Stated task
Lay out the lines in the rows below as a numbered list, starting at the line that contains "Indicate the upper" and ending at the last line of the rows. Leave out blank lines.

** start Data entries **

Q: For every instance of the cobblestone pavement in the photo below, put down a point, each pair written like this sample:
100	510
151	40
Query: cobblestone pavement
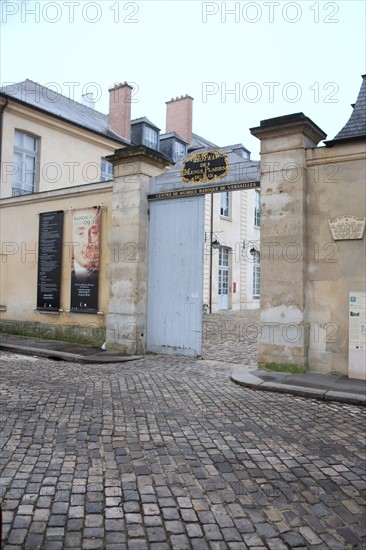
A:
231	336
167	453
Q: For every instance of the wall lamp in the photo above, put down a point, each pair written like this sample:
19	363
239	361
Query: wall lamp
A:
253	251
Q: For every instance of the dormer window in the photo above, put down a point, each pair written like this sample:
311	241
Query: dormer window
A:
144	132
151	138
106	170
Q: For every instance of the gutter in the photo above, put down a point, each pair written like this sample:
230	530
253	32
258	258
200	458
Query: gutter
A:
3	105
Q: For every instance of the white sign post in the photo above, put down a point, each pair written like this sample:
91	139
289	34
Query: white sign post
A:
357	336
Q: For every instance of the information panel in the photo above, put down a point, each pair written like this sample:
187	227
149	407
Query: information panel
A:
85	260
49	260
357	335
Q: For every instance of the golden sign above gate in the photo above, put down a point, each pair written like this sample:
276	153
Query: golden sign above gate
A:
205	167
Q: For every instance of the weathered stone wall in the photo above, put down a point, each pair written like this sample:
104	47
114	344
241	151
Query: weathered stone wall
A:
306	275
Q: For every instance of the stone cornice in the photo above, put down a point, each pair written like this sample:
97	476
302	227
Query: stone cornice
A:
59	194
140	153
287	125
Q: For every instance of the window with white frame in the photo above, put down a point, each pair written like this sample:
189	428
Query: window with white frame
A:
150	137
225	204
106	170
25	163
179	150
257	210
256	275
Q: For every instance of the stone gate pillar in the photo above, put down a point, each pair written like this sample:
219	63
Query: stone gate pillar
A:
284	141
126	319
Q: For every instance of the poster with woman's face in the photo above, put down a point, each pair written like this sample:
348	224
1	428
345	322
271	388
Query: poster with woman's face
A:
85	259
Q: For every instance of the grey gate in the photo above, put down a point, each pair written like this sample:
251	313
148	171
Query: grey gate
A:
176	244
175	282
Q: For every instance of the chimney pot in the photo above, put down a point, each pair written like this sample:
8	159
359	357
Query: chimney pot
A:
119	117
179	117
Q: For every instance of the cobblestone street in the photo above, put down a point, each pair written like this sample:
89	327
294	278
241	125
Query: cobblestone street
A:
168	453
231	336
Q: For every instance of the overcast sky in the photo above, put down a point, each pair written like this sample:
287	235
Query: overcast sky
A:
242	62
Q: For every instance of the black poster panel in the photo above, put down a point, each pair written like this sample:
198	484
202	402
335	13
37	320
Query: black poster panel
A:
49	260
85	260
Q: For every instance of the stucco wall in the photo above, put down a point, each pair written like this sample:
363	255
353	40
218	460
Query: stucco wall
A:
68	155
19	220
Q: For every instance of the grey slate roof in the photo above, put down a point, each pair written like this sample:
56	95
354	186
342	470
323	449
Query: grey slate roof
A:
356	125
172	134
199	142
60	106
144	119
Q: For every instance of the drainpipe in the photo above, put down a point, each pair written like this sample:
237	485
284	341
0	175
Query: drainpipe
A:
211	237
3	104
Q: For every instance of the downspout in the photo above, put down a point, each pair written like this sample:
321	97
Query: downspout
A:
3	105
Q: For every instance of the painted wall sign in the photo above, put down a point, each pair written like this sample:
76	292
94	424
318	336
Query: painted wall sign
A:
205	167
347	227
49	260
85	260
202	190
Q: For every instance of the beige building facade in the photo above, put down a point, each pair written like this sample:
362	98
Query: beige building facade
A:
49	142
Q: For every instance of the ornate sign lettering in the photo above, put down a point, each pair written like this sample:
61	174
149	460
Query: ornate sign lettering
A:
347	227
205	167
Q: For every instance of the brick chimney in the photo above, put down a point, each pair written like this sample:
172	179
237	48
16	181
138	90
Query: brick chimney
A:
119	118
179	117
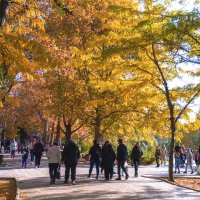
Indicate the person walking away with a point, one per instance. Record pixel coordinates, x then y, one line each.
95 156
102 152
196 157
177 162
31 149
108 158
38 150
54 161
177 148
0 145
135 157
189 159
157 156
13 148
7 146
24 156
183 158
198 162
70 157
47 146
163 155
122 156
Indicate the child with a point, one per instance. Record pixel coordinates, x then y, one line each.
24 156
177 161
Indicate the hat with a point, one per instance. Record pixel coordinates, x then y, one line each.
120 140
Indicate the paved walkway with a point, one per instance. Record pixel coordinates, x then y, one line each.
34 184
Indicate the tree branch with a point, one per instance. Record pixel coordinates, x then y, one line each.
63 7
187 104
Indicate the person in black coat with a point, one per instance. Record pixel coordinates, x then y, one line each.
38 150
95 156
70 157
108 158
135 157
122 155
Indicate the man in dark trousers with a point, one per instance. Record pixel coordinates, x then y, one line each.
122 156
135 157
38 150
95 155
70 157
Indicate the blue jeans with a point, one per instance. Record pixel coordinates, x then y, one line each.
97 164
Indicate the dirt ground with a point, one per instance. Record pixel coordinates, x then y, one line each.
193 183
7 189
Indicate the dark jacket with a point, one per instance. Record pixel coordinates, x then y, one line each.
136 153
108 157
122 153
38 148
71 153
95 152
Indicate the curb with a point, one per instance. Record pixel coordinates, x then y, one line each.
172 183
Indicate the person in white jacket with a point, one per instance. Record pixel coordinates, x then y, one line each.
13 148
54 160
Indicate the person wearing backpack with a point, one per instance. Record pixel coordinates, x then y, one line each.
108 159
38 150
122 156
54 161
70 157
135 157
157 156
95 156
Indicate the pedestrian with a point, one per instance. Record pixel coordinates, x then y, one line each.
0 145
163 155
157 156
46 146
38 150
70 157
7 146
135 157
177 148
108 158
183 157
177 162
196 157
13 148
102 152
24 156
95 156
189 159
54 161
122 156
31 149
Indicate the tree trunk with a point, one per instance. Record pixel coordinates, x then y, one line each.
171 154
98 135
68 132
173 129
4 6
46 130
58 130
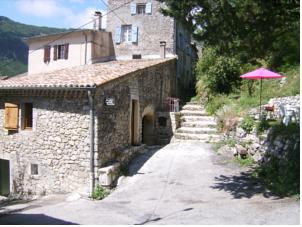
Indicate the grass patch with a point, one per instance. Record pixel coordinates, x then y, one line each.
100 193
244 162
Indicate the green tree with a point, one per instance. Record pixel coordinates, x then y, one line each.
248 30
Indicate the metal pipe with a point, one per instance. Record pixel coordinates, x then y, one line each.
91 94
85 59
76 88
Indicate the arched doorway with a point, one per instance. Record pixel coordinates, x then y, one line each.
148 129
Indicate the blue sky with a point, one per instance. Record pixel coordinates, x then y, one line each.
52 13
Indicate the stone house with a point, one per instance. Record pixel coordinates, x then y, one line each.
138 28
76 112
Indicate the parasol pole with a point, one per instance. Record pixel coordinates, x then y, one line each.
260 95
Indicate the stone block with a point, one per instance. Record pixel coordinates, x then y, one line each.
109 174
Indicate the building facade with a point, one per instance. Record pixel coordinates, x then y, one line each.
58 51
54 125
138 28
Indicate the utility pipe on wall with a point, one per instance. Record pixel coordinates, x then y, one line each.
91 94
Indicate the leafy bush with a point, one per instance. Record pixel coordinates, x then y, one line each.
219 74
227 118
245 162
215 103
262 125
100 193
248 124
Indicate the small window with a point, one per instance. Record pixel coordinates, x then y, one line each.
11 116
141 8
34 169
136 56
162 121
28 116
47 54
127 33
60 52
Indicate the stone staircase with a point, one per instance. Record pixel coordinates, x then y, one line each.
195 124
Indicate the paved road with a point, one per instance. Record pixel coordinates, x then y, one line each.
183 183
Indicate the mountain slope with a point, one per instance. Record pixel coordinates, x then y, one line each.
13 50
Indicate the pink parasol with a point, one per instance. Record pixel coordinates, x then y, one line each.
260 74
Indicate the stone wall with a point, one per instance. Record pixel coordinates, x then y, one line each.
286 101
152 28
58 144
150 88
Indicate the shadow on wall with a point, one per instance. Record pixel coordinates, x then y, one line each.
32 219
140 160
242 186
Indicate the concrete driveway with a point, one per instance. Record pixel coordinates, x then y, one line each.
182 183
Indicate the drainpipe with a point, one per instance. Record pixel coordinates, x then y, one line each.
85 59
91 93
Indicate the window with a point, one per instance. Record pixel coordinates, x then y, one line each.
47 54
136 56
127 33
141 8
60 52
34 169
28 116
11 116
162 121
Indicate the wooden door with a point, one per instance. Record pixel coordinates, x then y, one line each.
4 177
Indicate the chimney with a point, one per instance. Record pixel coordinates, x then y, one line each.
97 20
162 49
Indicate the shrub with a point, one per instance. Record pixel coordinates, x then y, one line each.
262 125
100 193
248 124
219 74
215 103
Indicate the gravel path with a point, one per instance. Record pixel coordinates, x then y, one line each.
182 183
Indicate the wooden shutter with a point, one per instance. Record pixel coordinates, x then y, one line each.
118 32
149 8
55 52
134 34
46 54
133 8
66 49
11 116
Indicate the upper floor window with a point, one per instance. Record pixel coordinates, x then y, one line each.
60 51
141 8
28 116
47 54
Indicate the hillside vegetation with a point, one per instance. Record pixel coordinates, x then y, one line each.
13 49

** end Data entries **

Problem solution
1. Indicate the upper floor window with a point, one per instance. Record pixel coordinates, x then y, one line each.
2. 60 51
3. 141 8
4. 28 116
5. 47 54
6. Indicate the hillside vegetation with a point, one per instance. Record pixel coordinates, x then y, one line each.
7. 13 49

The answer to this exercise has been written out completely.